A memory: One night I was talking with him some months before he gave the course. One of the subjects was about the basis of the tonal system. I remember his saying he'd tried to explain to Rand and she hadn't understood about how the sort of melody she liked couldn't be developed until the tempered system, and the full panoply of tonal drama thus made possible, was developed, how the progression of chords was the basis for her preferred type of melody. He said that she thought of melody as the basis of music. I'm not (at least now) remembering any other details on what he might have said she'd said about melody.

Yes, I'm glad you're remembering these details, especially your conversation with Allan.

I already quoted this point from his lectures:

The plot structure of the composition leads the various themes through a variety of adventures, during the course of which they are altered. In musical terms, these adventures constitute the development. By the end, a given theme may gain power or be weakened, it may dominate or become subservient, it may triumph or be vanquished.

A few paragraphs earlier, he was discussing four important, interdependent principles that "govern the effectiveness of musical structure." He said:

The first is purpose. Purposeful progression is essential to all the arts that have a temporal element. A musical composition must have the equivalent of plot, i.e., a logical development of musical ideas or themes. This development must hold the listener’s attention, create anticipation, lead to climaxes, and end in a resolution.

Now, I think Allan is over-generalizing here, and in that respect has given in too much to the quasi-Randian notion that music without climaxes is not effective or worthwhile. As we now, temporal arts can be dramatic, but they can also be poetic or descriptive (or any combination of the three). If I were advising him, I would suggest he rewrite that point as: Purposeful progression is essential to all the arts that have a dramatic temporal element. A dramatic musical composition must have the equivalent of plot (etc.).

However, his point is well taken. Harmonic-melodic progression ~is~ like a plot in literature, and it ~is~ why we respond to dramatic music as though we were following a story with value-pursuit, conflict, etc. True, you can only stretch the comparison so far -- but the similarity is real and powerful. Many critics and theorists have acknowledged this feature of dramatic music.

───

> _Challenge 1_:
Set out as a numbered list, without blank lines, the part of the records that opens with the line containing "Please inspect the image and mark the short" and runs through the end of the records.

───

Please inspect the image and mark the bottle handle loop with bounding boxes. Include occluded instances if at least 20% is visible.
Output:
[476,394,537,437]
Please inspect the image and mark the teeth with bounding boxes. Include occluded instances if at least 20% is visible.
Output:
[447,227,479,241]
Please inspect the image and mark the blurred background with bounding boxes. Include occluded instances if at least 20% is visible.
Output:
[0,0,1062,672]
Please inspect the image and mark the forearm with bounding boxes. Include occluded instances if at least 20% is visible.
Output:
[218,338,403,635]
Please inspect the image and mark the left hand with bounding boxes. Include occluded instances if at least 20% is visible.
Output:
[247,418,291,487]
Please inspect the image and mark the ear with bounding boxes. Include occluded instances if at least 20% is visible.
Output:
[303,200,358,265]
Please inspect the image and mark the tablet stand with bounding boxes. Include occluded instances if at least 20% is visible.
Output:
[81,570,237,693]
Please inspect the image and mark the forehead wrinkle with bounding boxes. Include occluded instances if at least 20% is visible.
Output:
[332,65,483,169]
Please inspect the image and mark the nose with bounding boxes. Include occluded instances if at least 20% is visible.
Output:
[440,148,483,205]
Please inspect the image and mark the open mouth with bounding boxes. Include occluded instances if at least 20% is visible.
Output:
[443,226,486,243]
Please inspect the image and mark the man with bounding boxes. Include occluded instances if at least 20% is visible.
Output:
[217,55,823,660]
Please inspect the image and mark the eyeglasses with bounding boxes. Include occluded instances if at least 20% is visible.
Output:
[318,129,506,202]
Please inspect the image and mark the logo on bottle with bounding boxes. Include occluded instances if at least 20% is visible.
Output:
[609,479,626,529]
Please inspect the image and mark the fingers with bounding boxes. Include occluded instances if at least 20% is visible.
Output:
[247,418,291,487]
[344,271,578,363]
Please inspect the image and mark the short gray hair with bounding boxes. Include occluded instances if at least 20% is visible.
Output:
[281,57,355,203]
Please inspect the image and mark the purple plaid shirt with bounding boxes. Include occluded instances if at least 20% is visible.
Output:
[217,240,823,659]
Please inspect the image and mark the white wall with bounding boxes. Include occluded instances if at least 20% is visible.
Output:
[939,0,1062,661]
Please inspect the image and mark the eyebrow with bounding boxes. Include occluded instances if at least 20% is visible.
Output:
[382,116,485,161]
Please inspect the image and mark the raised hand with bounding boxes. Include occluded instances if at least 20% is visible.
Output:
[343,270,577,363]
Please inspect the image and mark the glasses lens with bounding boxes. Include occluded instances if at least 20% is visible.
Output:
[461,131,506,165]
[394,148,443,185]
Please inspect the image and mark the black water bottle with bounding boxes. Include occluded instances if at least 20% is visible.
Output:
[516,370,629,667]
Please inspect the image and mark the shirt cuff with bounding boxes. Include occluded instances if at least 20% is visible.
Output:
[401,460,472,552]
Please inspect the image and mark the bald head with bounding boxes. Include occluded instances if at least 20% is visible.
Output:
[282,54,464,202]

───

> _Challenge 2_:
According to the passage on musical structure, what is the first of the four principles that govern the effectiveness of musical structure?

> _Worked answer 1_:
1. Please inspect the image and mark the short gray hair with bounding boxes. Include occluded instances if at least 20% is visible.
2. Output:
3. [281,57,355,203]
4. Please inspect the image and mark the purple plaid shirt with bounding boxes. Include occluded instances if at least 20% is visible.
5. Output:
6. [217,240,823,659]
7. Please inspect the image and mark the white wall with bounding boxes. Include occluded instances if at least 20% is visible.
8. Output:
9. [939,0,1062,661]
10. Please inspect the image and mark the eyebrow with bounding boxes. Include occluded instances if at least 20% is visible.
11. Output:
12. [382,116,485,161]
13. Please inspect the image and mark the raised hand with bounding boxes. Include occluded instances if at least 20% is visible.
14. Output:
15. [343,270,577,363]
16. Please inspect the image and mark the glasses lens with bounding boxes. Include occluded instances if at least 20% is visible.
17. Output:
18. [461,131,506,165]
19. [394,148,443,185]
20. Please inspect the image and mark the black water bottle with bounding boxes. Include occluded instances if at least 20% is visible.
21. Output:
22. [516,370,629,667]
23. Please inspect the image and mark the shirt cuff with bounding boxes. Include occluded instances if at least 20% is visible.
24. Output:
25. [401,460,472,552]
26. Please inspect the image and mark the bald head with bounding boxes. Include occluded instances if at least 20% is visible.
27. Output:
28. [282,54,464,202]

> _Worked answer 2_:
Purpose.